Provided material:
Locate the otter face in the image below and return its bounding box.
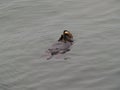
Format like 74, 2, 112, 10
63, 30, 73, 42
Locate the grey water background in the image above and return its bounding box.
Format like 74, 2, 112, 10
0, 0, 120, 90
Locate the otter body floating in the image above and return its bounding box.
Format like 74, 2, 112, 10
41, 30, 74, 60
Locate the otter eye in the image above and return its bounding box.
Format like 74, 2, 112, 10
65, 32, 69, 34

Job: Recast the material above as a JSON list of strings with one string per line, skipping any blank lines and leaving the pictures out.

Solution:
[
  "Locate the otter face in the image below and return its bounding box.",
  "Format like 74, 2, 112, 10",
  "63, 30, 73, 42",
  "Locate the grey water background in the image above and return its bounding box.",
  "Format like 74, 2, 112, 10",
  "0, 0, 120, 90",
  "Locate the otter body floating in the image above and return its bounding box.",
  "Format like 74, 2, 112, 10",
  "41, 30, 74, 60",
  "Locate the otter eye in the image above and return its bounding box.",
  "Format like 74, 2, 112, 10",
  "65, 32, 69, 34"
]